+++ INPUT FOR THIS TASK

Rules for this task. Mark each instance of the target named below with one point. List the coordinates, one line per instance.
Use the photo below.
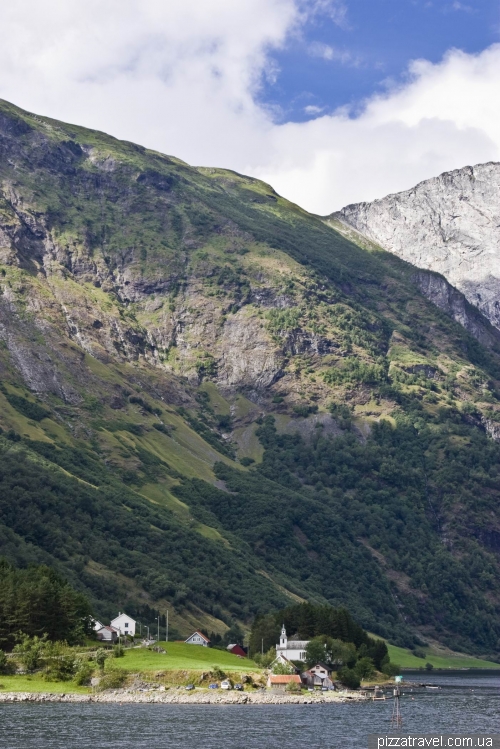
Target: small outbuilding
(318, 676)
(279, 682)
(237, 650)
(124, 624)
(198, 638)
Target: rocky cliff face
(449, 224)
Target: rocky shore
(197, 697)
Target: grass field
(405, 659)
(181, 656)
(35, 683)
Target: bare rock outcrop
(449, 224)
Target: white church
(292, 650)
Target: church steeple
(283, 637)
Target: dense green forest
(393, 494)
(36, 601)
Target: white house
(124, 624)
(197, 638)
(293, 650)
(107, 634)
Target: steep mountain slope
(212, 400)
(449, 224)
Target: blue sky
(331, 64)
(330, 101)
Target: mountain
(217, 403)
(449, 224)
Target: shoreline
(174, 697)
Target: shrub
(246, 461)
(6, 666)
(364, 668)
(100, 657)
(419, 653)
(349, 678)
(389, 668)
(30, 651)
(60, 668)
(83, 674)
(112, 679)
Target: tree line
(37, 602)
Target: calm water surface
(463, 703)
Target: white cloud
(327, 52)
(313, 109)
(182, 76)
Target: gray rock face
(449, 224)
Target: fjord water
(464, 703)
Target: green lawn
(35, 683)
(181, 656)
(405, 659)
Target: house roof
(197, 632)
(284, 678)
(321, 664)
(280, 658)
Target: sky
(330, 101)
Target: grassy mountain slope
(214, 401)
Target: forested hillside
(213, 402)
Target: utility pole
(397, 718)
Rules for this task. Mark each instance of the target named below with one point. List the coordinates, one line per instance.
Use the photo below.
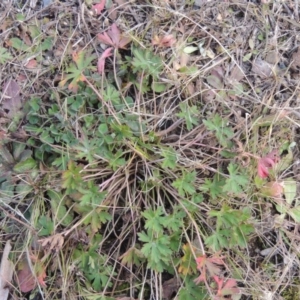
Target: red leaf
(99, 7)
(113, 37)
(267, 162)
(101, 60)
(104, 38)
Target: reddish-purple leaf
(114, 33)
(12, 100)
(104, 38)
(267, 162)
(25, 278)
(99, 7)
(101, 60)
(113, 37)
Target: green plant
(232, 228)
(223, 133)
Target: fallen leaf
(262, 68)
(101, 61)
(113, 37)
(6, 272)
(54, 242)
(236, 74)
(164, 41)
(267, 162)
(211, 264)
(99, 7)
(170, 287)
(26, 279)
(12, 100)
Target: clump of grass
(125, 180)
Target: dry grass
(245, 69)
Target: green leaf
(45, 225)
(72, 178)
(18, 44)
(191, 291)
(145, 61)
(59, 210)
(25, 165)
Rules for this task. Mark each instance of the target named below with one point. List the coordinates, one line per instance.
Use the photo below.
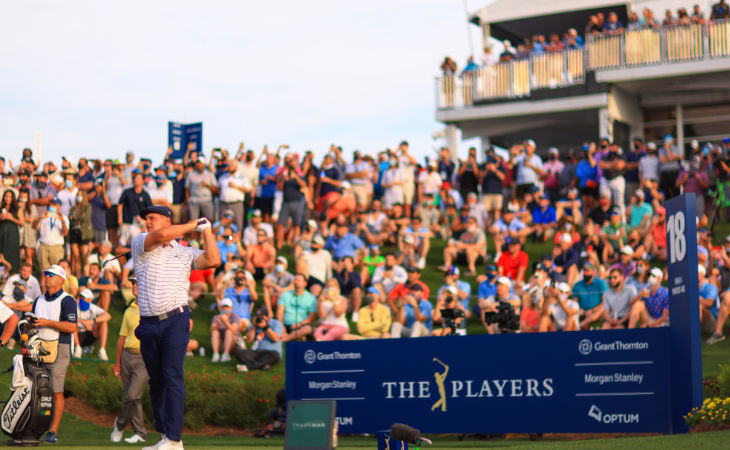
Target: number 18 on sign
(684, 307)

++++++

Reproduce every line of the entries above, requests included, multiplying each point coordinate in the answers by 1.1 and rounding to a whole number, with halves rounded up. Leave out the pictures, and keep every number in the requests as it stands.

Rules for this task. Mark each instance of the target named below with one point. List the coordinates, one line per instance.
Use the photo below.
Target: small outbuilding
(350, 744)
(307, 750)
(261, 715)
(136, 686)
(218, 702)
Target: rocky cliff face
(494, 246)
Target: rocky shore
(217, 767)
Target: grass field
(446, 725)
(199, 722)
(39, 751)
Target: bare rock outcrop
(494, 246)
Target: white church
(321, 715)
Target: church steeple
(311, 701)
Target: dense green forest
(432, 543)
(40, 661)
Target: white house
(136, 686)
(217, 702)
(322, 715)
(118, 697)
Target: steep mountain slope
(233, 440)
(494, 246)
Target: blue sky
(364, 70)
(363, 111)
Target: mountain
(239, 443)
(494, 246)
Target: shoreline
(191, 767)
Target: shrub
(271, 507)
(7, 733)
(400, 735)
(110, 723)
(461, 718)
(384, 746)
(428, 735)
(33, 716)
(66, 735)
(91, 741)
(123, 747)
Target: tree line
(41, 662)
Target: calm water surface
(509, 773)
Target: white cloud
(360, 57)
(344, 120)
(200, 84)
Target: gray rock face
(494, 246)
Target: fjord water
(510, 773)
Target: green lawn
(39, 751)
(199, 722)
(446, 725)
Target: house roof
(217, 695)
(312, 746)
(353, 730)
(308, 724)
Target: sky
(363, 111)
Target: grassy mountain slope
(235, 441)
Target: forested hillside
(234, 442)
Target: utility pole
(437, 790)
Rules for this task. Mark each instance of the target named below with one point. List the coordinates, one line per instance.
Use the photo below.
Target: red leaf
(109, 8)
(124, 41)
(294, 178)
(111, 66)
(114, 42)
Target: reddish-purple leaf
(125, 36)
(13, 110)
(114, 42)
(294, 178)
(28, 306)
(109, 8)
(111, 66)
(124, 41)
Target: green plant
(255, 251)
(245, 146)
Target: fallen leaf
(288, 75)
(111, 67)
(124, 41)
(7, 299)
(59, 266)
(260, 81)
(180, 45)
(294, 178)
(232, 290)
(109, 8)
(187, 316)
(29, 307)
(13, 110)
Target: clump of grass
(138, 198)
Target: dry grass
(270, 76)
Target: green leaf
(50, 248)
(79, 196)
(20, 48)
(210, 320)
(160, 67)
(65, 231)
(28, 182)
Rules for this task. Mark each instance of the target named below with one point. List the coordinates, one line per instance.
Use the photo below.
Target: number 18 on sign
(752, 338)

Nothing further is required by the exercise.